What the task requires ▸ Produce an exact copy of all the data below, dropping every image.
-- start Given records --
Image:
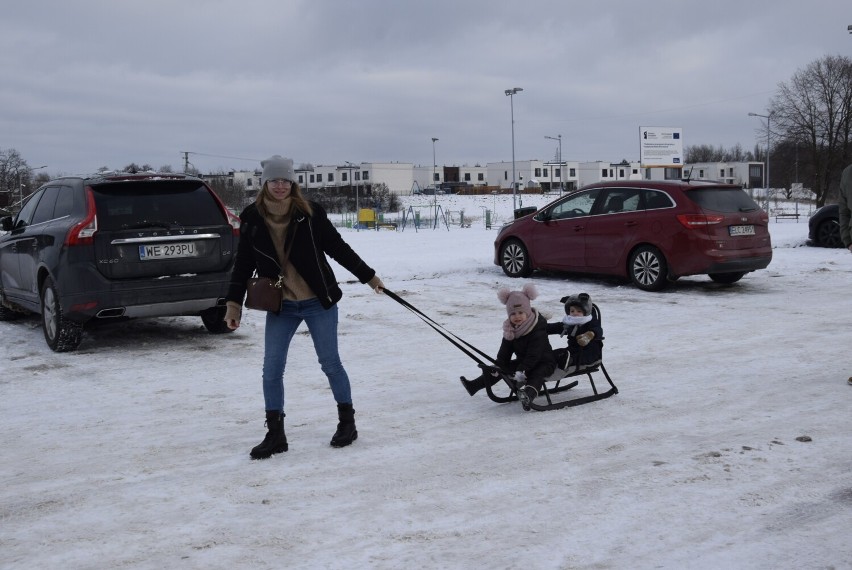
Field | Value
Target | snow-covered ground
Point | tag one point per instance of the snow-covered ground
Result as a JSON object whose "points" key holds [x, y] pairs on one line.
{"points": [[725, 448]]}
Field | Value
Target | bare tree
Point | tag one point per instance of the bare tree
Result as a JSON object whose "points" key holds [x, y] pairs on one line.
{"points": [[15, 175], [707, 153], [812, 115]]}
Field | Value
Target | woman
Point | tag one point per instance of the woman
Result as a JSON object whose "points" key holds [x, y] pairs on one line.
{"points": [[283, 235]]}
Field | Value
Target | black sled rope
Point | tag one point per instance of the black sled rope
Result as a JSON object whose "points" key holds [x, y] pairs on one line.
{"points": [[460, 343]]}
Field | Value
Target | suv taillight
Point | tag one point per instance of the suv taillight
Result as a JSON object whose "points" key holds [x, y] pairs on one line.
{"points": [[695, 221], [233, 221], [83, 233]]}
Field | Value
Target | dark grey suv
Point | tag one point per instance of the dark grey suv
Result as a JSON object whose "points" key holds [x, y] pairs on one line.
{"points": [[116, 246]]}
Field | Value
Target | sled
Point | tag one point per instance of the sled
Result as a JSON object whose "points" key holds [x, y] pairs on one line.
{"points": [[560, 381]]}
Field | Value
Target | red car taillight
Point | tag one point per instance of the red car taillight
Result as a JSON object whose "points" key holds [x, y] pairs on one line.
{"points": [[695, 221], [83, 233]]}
-- end Given records --
Solution to this problem ▸
Image:
Field | Value
Target | snow-covered ground
Point | tag one point per instance of the snow-covered ground
Result as a JSON object whose "points" key holds [x, y] pairs on one line.
{"points": [[725, 448]]}
Field | Value
Target | bare tree
Point | tag one point per instance of the bare tree
Result as a JSON object whose "points" key holds [x, y] pairs on one line.
{"points": [[15, 175], [707, 153], [812, 115]]}
Field | Value
Target | woman
Point | tag one point per instance of the woman
Result as a JSON object whose "points" key holds [x, y] pairs on one line.
{"points": [[283, 235]]}
Field | Value
Target | black sled rope
Point | tag one point per instance of the black sled rope
Result as a JSON object whose "points" key holds [x, y] pairs on one line.
{"points": [[460, 343]]}
Field | Value
Target | suv taillight
Point | tag one point per instance of the suv taillight
Result as a JSON object whose "points" key holds [x, y] pairs on one line.
{"points": [[695, 221], [233, 221], [83, 233]]}
Field | Value
Target | dark grey suv
Point | tag one point per instance of the dark grey suv
Result as a JSON object whose "points" key holds [x, y] pairs on one line.
{"points": [[116, 246]]}
Field | Value
Target | sled
Point | tag one point per instance of the sled
Result as a JSON object whose "points" key holds [x, y] pairs on one line.
{"points": [[560, 381]]}
Field | Value
Target | red car taillight
Point | tag one point per instance of the red car taillight
Result as a JSON object whose "points" key holds [x, y] pairs on one line.
{"points": [[695, 221], [83, 233]]}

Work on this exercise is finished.